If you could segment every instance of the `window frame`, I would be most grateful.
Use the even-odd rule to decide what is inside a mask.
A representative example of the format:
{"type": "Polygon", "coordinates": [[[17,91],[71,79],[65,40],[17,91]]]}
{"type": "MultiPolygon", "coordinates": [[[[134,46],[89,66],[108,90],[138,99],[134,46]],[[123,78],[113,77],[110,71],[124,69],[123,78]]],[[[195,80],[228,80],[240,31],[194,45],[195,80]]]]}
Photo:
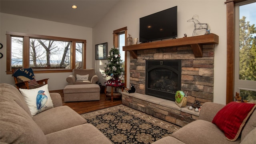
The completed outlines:
{"type": "Polygon", "coordinates": [[[54,72],[72,72],[75,68],[76,65],[76,43],[82,43],[82,63],[83,68],[86,68],[86,43],[85,40],[81,40],[63,37],[47,36],[38,34],[31,34],[23,33],[7,32],[6,32],[6,74],[12,74],[11,70],[11,55],[12,55],[12,37],[23,38],[23,68],[29,68],[30,60],[30,39],[31,38],[51,40],[58,41],[70,41],[71,42],[70,47],[70,69],[34,69],[34,73],[45,73],[54,72]]]}
{"type": "MultiPolygon", "coordinates": [[[[256,91],[256,81],[239,79],[239,6],[250,3],[256,2],[255,0],[245,1],[236,3],[235,4],[235,59],[234,76],[234,94],[236,92],[240,93],[240,90],[256,91]]],[[[241,95],[240,95],[241,96],[241,95]]]]}
{"type": "MultiPolygon", "coordinates": [[[[113,43],[114,46],[117,48],[118,46],[118,35],[120,34],[124,33],[124,37],[127,37],[127,27],[119,28],[113,31],[113,43]]],[[[127,41],[124,41],[124,45],[127,45],[127,41]]],[[[127,85],[127,52],[125,51],[124,52],[124,87],[126,87],[127,85]]]]}
{"type": "Polygon", "coordinates": [[[226,104],[234,101],[234,89],[235,4],[248,0],[226,0],[227,72],[226,104]]]}

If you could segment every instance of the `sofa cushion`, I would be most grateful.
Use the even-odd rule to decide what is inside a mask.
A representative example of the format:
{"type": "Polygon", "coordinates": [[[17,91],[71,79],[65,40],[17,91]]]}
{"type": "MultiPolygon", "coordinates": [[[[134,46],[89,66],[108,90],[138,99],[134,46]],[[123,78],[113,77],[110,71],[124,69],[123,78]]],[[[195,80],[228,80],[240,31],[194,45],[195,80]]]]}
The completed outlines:
{"type": "Polygon", "coordinates": [[[228,140],[235,141],[255,107],[254,104],[230,102],[217,113],[212,123],[224,132],[228,140]]]}
{"type": "Polygon", "coordinates": [[[241,144],[256,144],[255,136],[256,136],[256,128],[254,128],[246,135],[244,140],[241,142],[241,144]]]}
{"type": "Polygon", "coordinates": [[[74,126],[47,134],[46,136],[50,144],[112,144],[105,135],[90,124],[74,126]]]}
{"type": "MultiPolygon", "coordinates": [[[[256,109],[255,109],[256,110],[256,109]]],[[[256,110],[254,110],[249,120],[244,126],[241,135],[241,140],[243,141],[244,138],[252,130],[256,128],[256,110]]],[[[256,139],[256,138],[254,138],[256,139]]],[[[255,143],[256,144],[256,143],[255,143]]]]}
{"type": "Polygon", "coordinates": [[[95,70],[94,68],[89,68],[86,69],[74,69],[72,70],[73,74],[76,76],[76,74],[85,75],[89,74],[89,80],[90,81],[92,77],[95,74],[95,70]]]}
{"type": "Polygon", "coordinates": [[[25,101],[24,97],[16,88],[10,84],[0,84],[0,92],[1,97],[0,100],[7,98],[8,100],[13,100],[22,108],[28,114],[32,116],[30,111],[28,105],[25,101]]]}
{"type": "Polygon", "coordinates": [[[186,125],[172,136],[186,144],[239,144],[239,138],[234,142],[227,140],[224,133],[216,125],[203,120],[196,120],[186,125]]]}
{"type": "Polygon", "coordinates": [[[44,134],[31,116],[14,100],[2,99],[0,110],[0,143],[47,143],[44,134]]]}
{"type": "Polygon", "coordinates": [[[152,144],[185,144],[181,141],[170,136],[166,136],[155,141],[152,144]]]}
{"type": "Polygon", "coordinates": [[[87,123],[79,114],[66,106],[44,111],[32,118],[45,134],[87,123]]]}
{"type": "Polygon", "coordinates": [[[32,116],[53,108],[48,84],[32,89],[20,88],[20,91],[24,96],[32,116]]]}
{"type": "Polygon", "coordinates": [[[89,74],[85,75],[80,75],[76,74],[76,81],[89,81],[89,74]]]}

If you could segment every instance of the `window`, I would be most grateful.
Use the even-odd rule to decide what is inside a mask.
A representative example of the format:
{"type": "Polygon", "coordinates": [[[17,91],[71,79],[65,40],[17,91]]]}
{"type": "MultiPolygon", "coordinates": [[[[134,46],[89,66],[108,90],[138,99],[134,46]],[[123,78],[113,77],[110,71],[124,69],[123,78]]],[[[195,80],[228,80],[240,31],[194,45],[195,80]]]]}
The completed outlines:
{"type": "Polygon", "coordinates": [[[124,86],[126,86],[126,80],[127,76],[126,52],[123,51],[123,46],[127,45],[127,41],[126,38],[127,37],[127,27],[125,27],[113,32],[114,35],[113,43],[116,48],[119,48],[119,52],[121,55],[121,58],[124,63],[124,86]]]}
{"type": "Polygon", "coordinates": [[[119,48],[119,52],[121,55],[121,59],[123,62],[125,61],[125,52],[123,51],[123,46],[125,46],[125,34],[124,33],[120,33],[118,36],[118,46],[119,48]]]}
{"type": "Polygon", "coordinates": [[[256,101],[255,1],[236,5],[234,92],[242,99],[256,101]]]}
{"type": "Polygon", "coordinates": [[[10,53],[7,56],[10,56],[6,57],[8,73],[14,67],[44,69],[46,72],[46,69],[86,67],[83,55],[86,40],[13,32],[7,32],[7,52],[10,53]]]}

__WHAT YOU HAVE TO DO__. Count the lines in the records above that contain the word "most", and reply with the number only.

__TASK SOLUTION__. 3